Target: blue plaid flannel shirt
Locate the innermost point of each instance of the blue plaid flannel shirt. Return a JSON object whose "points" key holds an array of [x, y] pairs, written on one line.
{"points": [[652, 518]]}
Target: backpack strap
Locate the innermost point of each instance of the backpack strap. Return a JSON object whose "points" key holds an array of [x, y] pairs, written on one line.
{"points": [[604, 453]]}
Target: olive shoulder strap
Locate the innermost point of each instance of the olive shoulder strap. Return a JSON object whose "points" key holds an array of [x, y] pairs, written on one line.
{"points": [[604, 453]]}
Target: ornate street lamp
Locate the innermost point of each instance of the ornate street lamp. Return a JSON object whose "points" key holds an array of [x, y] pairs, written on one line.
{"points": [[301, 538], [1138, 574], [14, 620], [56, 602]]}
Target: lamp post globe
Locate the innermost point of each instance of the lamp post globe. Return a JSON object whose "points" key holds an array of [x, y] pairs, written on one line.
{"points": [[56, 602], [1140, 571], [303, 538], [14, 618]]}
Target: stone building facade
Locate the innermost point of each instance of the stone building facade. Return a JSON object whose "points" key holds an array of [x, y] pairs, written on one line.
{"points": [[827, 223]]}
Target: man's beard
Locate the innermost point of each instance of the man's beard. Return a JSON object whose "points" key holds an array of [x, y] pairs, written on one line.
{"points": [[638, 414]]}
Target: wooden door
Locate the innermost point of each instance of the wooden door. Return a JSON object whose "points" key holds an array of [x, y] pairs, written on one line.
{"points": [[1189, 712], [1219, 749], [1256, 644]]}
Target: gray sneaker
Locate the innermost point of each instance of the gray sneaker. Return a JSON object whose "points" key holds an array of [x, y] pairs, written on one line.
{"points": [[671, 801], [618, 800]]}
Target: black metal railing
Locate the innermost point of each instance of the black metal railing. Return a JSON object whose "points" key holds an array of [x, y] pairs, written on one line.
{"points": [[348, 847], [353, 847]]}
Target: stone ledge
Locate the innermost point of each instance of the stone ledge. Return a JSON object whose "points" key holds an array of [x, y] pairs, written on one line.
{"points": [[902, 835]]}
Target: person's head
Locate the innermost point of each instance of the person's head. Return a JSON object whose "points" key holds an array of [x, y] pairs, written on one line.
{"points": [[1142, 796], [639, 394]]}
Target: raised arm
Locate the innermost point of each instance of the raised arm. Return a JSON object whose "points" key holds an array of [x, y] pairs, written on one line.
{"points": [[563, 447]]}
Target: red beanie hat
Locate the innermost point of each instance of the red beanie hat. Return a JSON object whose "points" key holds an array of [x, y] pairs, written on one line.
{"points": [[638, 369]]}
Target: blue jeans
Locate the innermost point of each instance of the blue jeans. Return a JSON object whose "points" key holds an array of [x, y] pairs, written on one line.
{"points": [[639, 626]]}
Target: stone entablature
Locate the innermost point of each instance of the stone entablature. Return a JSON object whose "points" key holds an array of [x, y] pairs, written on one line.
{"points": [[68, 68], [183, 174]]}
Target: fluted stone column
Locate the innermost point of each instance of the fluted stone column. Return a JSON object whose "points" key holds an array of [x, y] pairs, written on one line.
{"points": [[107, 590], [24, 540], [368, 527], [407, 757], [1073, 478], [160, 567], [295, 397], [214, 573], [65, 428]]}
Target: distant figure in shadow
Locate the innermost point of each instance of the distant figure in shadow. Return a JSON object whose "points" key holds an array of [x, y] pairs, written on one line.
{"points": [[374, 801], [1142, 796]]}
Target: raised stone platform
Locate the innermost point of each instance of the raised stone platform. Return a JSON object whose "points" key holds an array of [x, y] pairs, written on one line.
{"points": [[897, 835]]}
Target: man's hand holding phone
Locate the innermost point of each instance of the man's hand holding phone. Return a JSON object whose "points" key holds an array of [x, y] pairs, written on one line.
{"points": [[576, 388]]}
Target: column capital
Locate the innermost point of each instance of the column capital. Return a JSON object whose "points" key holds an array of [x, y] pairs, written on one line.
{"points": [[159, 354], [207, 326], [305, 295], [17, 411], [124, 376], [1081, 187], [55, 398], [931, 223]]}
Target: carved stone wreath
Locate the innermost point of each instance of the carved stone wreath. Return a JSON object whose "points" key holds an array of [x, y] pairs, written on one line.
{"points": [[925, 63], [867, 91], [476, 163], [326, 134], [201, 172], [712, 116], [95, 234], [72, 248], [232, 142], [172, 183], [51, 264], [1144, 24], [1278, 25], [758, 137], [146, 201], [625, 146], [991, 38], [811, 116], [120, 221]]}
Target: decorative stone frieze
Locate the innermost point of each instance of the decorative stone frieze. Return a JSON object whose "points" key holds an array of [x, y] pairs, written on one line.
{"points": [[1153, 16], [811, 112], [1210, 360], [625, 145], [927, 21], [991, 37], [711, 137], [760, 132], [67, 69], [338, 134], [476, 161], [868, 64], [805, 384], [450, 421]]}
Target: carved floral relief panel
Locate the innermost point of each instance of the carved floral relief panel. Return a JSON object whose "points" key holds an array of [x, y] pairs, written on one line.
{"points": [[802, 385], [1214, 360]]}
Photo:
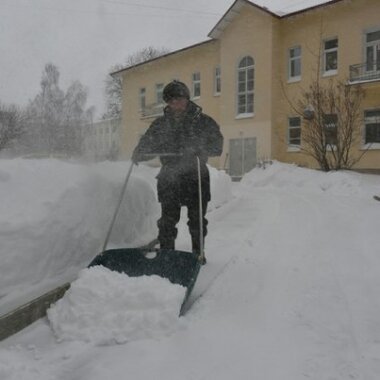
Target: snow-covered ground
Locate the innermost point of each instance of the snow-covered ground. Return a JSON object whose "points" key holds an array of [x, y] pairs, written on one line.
{"points": [[290, 290]]}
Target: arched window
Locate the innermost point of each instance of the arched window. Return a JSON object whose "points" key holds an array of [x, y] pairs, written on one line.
{"points": [[245, 87]]}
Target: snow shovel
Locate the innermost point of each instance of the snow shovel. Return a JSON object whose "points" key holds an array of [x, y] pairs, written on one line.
{"points": [[179, 267]]}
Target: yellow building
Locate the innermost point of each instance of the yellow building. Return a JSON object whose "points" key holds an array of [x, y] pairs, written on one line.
{"points": [[253, 69]]}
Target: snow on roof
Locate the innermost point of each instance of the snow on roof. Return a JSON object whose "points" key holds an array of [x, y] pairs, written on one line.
{"points": [[277, 8]]}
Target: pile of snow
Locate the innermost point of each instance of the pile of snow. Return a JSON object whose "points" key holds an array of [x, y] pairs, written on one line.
{"points": [[292, 279], [106, 307], [287, 176], [54, 216]]}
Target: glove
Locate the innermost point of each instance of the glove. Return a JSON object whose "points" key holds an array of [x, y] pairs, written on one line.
{"points": [[136, 156], [189, 153]]}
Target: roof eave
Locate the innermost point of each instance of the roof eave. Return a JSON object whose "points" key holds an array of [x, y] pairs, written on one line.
{"points": [[231, 13]]}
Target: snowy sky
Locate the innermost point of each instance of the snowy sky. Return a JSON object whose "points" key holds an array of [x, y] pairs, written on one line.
{"points": [[84, 38]]}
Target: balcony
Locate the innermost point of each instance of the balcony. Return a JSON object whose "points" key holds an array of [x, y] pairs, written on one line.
{"points": [[153, 110], [365, 72]]}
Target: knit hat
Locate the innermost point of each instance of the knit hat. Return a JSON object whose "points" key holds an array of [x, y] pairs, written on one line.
{"points": [[175, 89]]}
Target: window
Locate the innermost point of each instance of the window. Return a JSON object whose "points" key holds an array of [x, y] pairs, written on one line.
{"points": [[295, 63], [373, 51], [196, 85], [245, 90], [331, 129], [142, 98], [330, 56], [159, 91], [372, 126], [294, 131], [217, 80]]}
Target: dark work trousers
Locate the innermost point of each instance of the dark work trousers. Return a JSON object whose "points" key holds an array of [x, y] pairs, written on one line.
{"points": [[170, 215]]}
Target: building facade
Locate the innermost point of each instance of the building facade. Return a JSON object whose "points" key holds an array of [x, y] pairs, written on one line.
{"points": [[254, 66], [101, 140]]}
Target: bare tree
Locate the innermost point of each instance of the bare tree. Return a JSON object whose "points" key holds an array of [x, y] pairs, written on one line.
{"points": [[113, 85], [12, 125], [332, 123], [331, 112], [55, 117]]}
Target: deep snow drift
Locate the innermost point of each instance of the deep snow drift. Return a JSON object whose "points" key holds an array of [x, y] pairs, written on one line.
{"points": [[54, 217], [290, 290], [105, 307]]}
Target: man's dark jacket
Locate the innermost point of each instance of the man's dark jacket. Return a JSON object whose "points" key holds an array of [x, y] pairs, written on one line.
{"points": [[195, 134]]}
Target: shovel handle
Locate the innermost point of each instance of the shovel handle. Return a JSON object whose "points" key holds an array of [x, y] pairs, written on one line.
{"points": [[117, 207]]}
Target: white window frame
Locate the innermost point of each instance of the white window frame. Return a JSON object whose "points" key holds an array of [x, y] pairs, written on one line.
{"points": [[331, 124], [371, 120], [245, 72], [159, 93], [196, 85], [142, 98], [292, 61], [375, 46], [292, 146], [326, 53], [217, 80]]}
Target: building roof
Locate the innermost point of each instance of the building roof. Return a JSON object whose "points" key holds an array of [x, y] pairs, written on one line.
{"points": [[293, 9]]}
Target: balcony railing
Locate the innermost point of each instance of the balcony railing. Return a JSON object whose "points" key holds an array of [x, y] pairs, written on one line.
{"points": [[364, 72], [153, 110]]}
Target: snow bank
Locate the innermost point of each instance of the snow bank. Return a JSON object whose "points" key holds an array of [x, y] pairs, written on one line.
{"points": [[286, 176], [54, 216], [105, 307]]}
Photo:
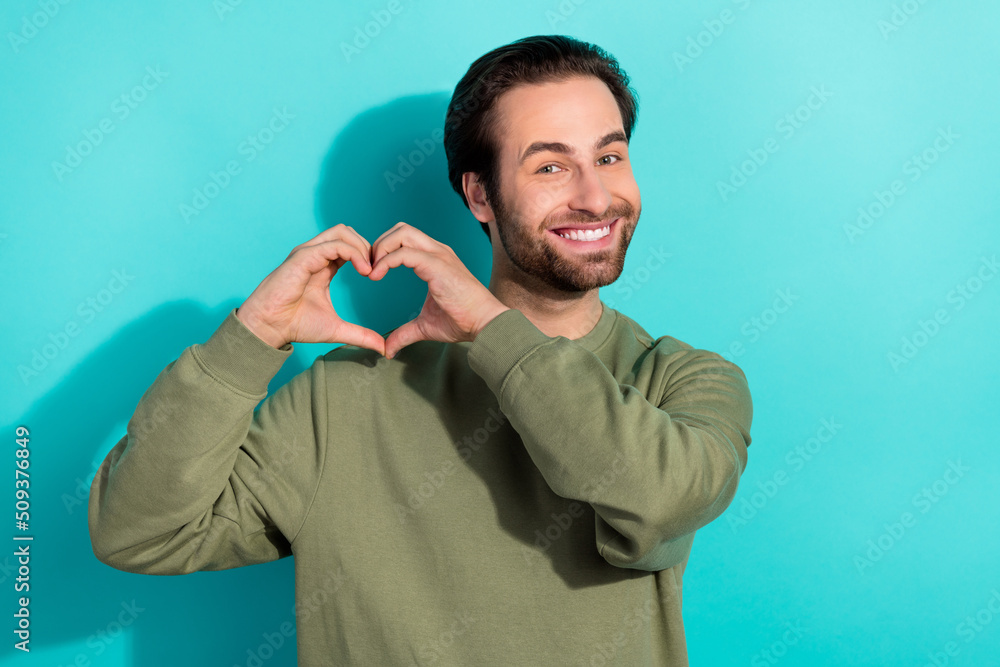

• [What is expected]: Pull out every line of the entries above that contains the word "ledge".

• [Right answer]:
Target: stone ledge
Locate the innermost point of each instance of the stone ledge. Return a JSON object whose "points" key holds an array of [x, y] pairs, written on one line.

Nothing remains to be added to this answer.